▶ _Set task_:
Rewrite every row below, swapping "mark the region" for "outline the area" wherever it occurs and leaving the rest unchanged. Omit the pictures from your answer.
BEGIN
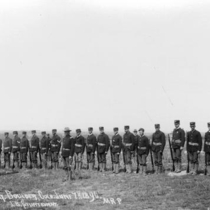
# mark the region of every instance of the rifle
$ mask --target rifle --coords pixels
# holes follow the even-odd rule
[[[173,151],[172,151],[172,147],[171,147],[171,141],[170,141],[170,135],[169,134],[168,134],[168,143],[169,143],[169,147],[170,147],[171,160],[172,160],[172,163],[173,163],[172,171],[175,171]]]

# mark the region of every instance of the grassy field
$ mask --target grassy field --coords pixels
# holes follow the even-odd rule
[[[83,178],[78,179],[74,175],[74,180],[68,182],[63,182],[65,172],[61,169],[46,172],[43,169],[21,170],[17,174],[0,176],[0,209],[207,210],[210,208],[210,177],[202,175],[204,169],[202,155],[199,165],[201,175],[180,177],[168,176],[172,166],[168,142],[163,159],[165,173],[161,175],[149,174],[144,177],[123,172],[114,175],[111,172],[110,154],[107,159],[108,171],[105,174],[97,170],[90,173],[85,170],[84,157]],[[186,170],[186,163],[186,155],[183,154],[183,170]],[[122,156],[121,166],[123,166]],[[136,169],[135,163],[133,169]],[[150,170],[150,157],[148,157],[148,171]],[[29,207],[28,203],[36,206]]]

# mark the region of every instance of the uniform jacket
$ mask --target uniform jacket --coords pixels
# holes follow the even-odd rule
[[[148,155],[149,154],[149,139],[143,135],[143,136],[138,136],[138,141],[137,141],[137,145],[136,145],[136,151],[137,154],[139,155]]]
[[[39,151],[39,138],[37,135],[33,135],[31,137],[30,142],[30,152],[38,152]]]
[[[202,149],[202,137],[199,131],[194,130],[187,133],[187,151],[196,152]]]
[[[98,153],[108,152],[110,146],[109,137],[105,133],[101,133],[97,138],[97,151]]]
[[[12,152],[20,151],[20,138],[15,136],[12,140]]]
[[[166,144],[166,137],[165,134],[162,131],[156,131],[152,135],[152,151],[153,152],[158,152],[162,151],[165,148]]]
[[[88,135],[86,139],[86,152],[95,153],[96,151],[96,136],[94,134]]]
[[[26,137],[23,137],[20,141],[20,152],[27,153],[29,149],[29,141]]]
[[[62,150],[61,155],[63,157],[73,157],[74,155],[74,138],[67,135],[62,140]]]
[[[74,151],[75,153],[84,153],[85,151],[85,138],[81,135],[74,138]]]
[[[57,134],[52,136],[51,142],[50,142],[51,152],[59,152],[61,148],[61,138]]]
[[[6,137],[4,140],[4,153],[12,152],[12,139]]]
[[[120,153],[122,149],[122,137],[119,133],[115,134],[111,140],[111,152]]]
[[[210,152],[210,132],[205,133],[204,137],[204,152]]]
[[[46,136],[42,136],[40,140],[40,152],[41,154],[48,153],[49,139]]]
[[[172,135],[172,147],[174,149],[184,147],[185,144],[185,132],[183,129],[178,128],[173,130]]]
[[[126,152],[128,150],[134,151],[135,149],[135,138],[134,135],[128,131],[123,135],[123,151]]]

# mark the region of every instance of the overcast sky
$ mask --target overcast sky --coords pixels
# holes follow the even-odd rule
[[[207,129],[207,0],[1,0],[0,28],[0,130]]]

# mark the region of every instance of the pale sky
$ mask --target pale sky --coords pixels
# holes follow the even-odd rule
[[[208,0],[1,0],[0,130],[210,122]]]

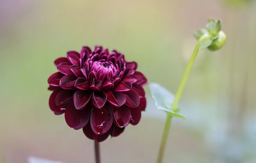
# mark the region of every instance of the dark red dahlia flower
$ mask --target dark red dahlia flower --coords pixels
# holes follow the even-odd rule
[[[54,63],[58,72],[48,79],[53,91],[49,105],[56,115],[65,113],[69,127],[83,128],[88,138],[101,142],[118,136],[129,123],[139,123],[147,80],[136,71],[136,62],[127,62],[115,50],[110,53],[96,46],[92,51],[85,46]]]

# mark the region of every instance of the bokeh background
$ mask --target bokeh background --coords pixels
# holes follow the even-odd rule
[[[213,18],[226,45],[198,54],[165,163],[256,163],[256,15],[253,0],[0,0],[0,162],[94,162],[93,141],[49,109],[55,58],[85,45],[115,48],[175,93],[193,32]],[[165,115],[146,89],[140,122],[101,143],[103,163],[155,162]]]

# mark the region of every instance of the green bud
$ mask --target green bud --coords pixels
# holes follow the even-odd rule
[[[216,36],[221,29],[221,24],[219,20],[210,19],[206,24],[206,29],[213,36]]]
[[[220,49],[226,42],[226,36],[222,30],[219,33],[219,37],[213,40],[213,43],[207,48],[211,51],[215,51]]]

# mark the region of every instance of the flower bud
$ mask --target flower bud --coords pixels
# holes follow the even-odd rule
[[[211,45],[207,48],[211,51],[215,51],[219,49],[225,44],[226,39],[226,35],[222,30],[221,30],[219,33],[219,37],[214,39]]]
END
▶ _Output for this exercise_:
# outline the area of every instance of the rifle
$ mask --target rifle --coords pixels
# holes follow the even-odd rule
[[[173,151],[172,151],[172,147],[171,147],[171,141],[170,141],[170,135],[169,134],[168,134],[168,143],[169,143],[169,147],[170,147],[171,160],[172,160],[172,163],[173,163],[172,171],[175,171]]]

# outline the area of every instance of the grassy field
$ mask --target grassy field --coords pixels
# holes follow the even-odd rule
[[[83,178],[78,179],[74,175],[74,180],[68,182],[63,182],[65,172],[61,169],[46,172],[43,169],[21,170],[17,174],[0,176],[0,209],[207,210],[210,208],[210,177],[202,175],[204,169],[202,155],[199,165],[201,175],[180,177],[168,176],[172,166],[168,142],[163,159],[165,173],[161,175],[149,174],[144,177],[123,172],[114,175],[111,172],[110,154],[107,159],[108,171],[105,174],[97,170],[90,173],[85,170],[84,157]],[[186,170],[186,163],[186,155],[183,154],[183,170]],[[122,156],[121,166],[123,166]],[[136,169],[135,163],[133,169]],[[150,170],[150,157],[148,157],[148,171]],[[29,207],[28,203],[36,206]]]

# outline the area of every instance of the uniform jacket
$ mask --target uniform jacket --coords pixels
# holes follow the even-odd rule
[[[148,155],[149,154],[149,139],[143,135],[143,136],[138,136],[138,141],[137,141],[137,145],[136,145],[136,151],[137,154],[139,155]]]
[[[39,151],[39,138],[37,135],[33,135],[31,137],[30,142],[30,152],[38,152]]]
[[[202,149],[202,137],[199,131],[194,130],[187,133],[187,151],[196,152]]]
[[[98,153],[108,152],[110,146],[109,137],[105,133],[101,133],[97,138],[97,151]]]
[[[12,152],[20,151],[20,138],[15,136],[12,140]]]
[[[166,144],[166,137],[165,134],[162,131],[156,131],[152,135],[152,151],[153,152],[158,152],[162,151],[165,148]]]
[[[88,135],[86,139],[86,152],[95,153],[96,151],[96,136],[94,134]]]
[[[26,137],[23,137],[20,141],[20,152],[27,153],[29,149],[29,141]]]
[[[62,150],[61,155],[63,157],[73,157],[74,155],[74,138],[67,135],[62,140]]]
[[[74,151],[75,153],[84,153],[85,151],[85,138],[81,135],[74,138]]]
[[[57,134],[52,136],[51,142],[50,142],[51,152],[59,152],[61,148],[61,138]]]
[[[6,137],[4,140],[4,153],[12,152],[12,139]]]
[[[120,153],[122,149],[122,137],[119,133],[115,134],[111,140],[111,152]]]
[[[210,152],[210,132],[205,133],[204,137],[204,152]]]
[[[46,136],[42,136],[40,140],[40,152],[41,154],[48,153],[49,139]]]
[[[172,135],[172,147],[174,149],[184,147],[185,144],[185,132],[183,129],[178,128],[173,130]]]
[[[126,152],[128,150],[134,151],[135,149],[135,138],[134,135],[128,131],[123,135],[123,151]]]

# outline the area of every instance of the overcast sky
$ mask --target overcast sky --coords pixels
# holes follow the even-odd rule
[[[207,129],[207,0],[1,0],[0,28],[0,130]]]

# outline the area of every instance of the pale sky
$ mask --target pale sky --coords pixels
# holes follow the even-odd rule
[[[208,0],[1,0],[0,130],[210,122]]]

# outline the area of every instance of the dark red dahlia flower
$ mask --target dark red dahlia flower --coords pixels
# holes follow the even-odd rule
[[[54,63],[58,72],[48,79],[53,91],[49,105],[56,115],[65,113],[69,127],[83,128],[88,138],[101,142],[118,136],[129,123],[139,123],[147,80],[136,71],[136,62],[127,62],[115,50],[110,53],[96,46],[92,51],[85,46]]]

# outline the area of every instance of the bokeh background
$ mask --target bokeh background --coords pixels
# holes follow the even-odd rule
[[[213,18],[226,45],[198,54],[165,163],[256,163],[256,15],[253,0],[0,0],[0,162],[94,162],[93,141],[49,109],[55,58],[85,45],[115,48],[175,93],[193,32]],[[165,115],[146,89],[140,122],[101,143],[103,163],[155,162]]]

# outline the area of every instance of the green bud
$ mask --target green bud --coords pixels
# holes follow the even-odd rule
[[[216,36],[221,29],[221,24],[219,20],[210,19],[206,24],[206,29],[213,36]]]
[[[220,49],[226,42],[226,36],[222,30],[219,33],[219,37],[213,40],[213,43],[207,48],[211,51],[215,51]]]

# outline the area of every instance of the flower bud
$ mask --target flower bud --coords pixels
# holes follow the even-odd rule
[[[211,45],[207,48],[211,51],[215,51],[219,49],[225,44],[226,39],[226,35],[222,30],[221,30],[219,33],[219,37],[214,39]]]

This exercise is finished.